[Natural language region descriptions]
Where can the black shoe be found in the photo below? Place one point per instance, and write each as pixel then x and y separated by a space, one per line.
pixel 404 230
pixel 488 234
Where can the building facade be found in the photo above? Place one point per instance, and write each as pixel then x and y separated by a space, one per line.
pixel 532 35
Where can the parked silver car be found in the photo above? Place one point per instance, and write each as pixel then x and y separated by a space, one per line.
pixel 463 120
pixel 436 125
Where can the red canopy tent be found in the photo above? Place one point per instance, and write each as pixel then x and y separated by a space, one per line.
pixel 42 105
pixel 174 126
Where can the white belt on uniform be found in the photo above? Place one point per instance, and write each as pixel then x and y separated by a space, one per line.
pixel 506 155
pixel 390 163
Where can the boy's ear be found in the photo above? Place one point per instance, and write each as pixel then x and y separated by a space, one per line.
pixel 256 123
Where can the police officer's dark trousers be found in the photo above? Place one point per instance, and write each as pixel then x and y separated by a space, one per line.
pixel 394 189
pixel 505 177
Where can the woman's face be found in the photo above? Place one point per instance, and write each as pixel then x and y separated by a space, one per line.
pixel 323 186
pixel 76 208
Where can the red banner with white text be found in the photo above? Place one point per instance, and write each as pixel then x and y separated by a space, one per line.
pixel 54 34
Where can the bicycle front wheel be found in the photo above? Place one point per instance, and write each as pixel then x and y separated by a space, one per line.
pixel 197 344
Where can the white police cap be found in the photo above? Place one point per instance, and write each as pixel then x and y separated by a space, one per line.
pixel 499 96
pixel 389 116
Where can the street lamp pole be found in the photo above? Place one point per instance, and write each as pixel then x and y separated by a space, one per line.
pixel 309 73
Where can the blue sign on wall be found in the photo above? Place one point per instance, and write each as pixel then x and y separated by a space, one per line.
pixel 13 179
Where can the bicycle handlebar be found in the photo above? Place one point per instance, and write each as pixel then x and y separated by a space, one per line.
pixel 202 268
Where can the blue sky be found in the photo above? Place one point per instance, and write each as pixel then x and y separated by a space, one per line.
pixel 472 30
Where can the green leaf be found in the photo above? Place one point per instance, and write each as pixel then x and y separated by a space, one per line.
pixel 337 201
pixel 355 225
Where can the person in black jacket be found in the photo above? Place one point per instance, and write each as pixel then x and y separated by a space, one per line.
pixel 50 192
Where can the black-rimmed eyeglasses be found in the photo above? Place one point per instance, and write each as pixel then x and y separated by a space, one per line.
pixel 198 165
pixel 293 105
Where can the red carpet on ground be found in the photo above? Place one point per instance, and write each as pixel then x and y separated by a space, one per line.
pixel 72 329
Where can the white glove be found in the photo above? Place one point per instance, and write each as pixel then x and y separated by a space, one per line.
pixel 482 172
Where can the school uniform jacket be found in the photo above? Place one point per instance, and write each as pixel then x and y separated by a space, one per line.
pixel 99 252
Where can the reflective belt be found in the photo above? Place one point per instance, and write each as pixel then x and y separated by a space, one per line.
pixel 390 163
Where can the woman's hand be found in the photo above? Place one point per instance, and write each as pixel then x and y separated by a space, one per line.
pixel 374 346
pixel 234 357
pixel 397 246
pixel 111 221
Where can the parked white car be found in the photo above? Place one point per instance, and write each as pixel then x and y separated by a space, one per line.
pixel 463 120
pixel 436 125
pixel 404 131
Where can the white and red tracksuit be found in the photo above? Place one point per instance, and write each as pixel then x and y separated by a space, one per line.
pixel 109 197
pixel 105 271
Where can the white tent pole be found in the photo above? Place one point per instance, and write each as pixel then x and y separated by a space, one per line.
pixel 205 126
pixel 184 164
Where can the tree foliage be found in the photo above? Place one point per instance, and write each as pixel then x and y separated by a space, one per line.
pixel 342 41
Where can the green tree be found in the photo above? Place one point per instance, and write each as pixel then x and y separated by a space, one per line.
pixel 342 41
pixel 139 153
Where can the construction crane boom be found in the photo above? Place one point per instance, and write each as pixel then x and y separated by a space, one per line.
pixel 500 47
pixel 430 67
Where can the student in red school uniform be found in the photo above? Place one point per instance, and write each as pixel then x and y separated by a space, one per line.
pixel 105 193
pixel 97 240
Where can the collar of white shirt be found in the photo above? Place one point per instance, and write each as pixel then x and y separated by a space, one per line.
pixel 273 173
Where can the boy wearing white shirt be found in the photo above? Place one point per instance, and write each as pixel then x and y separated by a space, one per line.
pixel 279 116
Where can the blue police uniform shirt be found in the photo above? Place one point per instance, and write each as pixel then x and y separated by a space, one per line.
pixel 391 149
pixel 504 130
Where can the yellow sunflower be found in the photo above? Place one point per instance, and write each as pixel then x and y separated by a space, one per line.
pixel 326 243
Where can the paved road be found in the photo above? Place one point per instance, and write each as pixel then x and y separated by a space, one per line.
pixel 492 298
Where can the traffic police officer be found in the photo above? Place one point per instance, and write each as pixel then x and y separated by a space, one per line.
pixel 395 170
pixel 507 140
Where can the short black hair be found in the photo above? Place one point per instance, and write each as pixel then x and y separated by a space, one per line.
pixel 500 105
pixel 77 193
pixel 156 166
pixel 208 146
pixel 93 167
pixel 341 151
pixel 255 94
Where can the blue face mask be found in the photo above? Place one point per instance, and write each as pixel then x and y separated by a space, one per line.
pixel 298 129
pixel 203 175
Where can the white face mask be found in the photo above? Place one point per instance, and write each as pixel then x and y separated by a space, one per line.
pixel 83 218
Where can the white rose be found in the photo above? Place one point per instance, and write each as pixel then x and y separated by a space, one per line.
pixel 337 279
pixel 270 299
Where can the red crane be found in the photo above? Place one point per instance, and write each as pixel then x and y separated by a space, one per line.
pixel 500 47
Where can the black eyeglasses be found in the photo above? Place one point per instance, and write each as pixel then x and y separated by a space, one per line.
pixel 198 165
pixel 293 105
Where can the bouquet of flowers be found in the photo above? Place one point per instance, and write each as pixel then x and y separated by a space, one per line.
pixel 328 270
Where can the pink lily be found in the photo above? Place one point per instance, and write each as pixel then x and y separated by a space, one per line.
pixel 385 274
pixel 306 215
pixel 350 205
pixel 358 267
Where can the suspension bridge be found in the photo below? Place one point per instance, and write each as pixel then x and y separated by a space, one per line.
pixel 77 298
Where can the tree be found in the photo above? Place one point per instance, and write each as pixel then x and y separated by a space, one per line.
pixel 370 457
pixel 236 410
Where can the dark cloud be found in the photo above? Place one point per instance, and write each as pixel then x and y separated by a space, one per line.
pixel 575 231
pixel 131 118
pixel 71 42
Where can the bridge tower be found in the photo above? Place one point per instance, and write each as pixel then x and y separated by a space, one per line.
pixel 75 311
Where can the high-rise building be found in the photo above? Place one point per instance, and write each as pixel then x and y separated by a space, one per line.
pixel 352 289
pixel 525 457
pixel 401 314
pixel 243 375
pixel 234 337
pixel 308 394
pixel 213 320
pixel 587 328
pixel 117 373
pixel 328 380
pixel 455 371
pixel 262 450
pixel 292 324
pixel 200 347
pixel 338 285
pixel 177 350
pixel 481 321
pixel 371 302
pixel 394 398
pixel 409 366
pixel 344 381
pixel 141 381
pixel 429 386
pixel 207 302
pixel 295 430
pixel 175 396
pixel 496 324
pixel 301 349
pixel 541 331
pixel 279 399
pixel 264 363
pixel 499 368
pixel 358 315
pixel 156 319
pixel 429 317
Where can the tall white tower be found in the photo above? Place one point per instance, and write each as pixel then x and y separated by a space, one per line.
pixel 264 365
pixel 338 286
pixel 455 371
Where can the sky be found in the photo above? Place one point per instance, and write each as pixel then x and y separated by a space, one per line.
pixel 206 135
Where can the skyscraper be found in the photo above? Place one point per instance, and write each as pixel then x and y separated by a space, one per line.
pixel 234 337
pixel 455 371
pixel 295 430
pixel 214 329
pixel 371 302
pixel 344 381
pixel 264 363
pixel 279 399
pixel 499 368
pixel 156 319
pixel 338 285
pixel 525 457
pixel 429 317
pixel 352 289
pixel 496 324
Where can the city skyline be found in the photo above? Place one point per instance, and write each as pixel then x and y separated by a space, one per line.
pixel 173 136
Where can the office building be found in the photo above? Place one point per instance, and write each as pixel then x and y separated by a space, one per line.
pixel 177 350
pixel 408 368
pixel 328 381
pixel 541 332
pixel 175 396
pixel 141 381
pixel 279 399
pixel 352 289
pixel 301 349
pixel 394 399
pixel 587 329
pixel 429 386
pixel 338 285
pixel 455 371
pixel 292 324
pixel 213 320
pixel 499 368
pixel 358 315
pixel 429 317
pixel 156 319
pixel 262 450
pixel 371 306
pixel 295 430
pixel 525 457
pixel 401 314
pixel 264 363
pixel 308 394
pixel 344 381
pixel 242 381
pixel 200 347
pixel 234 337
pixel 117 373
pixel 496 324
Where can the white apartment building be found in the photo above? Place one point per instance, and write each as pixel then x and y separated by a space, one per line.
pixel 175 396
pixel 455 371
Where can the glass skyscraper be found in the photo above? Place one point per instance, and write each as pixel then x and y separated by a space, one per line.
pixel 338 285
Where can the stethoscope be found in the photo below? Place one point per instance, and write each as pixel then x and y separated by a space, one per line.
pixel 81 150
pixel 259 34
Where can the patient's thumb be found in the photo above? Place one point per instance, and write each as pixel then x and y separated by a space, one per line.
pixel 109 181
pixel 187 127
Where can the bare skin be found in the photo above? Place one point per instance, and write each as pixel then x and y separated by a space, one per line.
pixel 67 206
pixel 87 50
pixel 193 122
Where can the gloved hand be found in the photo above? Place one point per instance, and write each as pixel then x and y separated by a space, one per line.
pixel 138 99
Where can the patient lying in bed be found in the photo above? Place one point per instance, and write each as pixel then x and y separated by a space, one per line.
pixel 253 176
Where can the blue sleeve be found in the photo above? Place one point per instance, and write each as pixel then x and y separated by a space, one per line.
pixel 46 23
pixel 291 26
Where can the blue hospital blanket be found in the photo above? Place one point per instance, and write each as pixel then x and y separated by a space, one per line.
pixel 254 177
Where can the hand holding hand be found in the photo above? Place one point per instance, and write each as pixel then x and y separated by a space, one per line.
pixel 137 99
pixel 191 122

# WHAT IS EXPECTED
The task here is to output the line with "Where can the glass" and all lines after it to the end of the records above, exactly and only those.

# TASK RESPONSE
Where can the glass skyscraper be found in the photo above? Place one point per instance, and write each as pixel then x and y separated by a space, one per line.
pixel 338 285
Where can the stethoscope be found in the photo below? Place one point per instance, and write each as pixel then x and y separated by a space, one per line.
pixel 81 150
pixel 259 34
Where can the patient's thumb be found in the photo above? Place one point per instance, and write each as pixel then x and y separated by a space, one per line.
pixel 109 181
pixel 187 127
Where can the bare skin be found in the photo above? Place one point per instance, and write each as pixel then x and y separated by a space, one per line.
pixel 67 206
pixel 87 50
pixel 193 122
Where can the gloved hand be found in the photo above? Place one point per instance, and write each as pixel then x and y separated by a space, one per line.
pixel 138 99
Where can the patient lying in bed be found in the photo above? Place one point per instance, and write each as pixel then x and y separated by a space, one per line.
pixel 253 176
Where can the blue sleeve be found in the photo above? Place one point per instance, and write each as pixel then x and y separated by a space, one per line.
pixel 46 23
pixel 291 26
Where can the blue hospital blanket be found in the photo above? Place one point per instance, and write each as pixel then x and y separated by a space, one per line.
pixel 254 177
Where can the hand holding hand be found in the photo above? Place one point per instance, and write each as pixel then x and y separated by a space, one per line.
pixel 137 99
pixel 191 122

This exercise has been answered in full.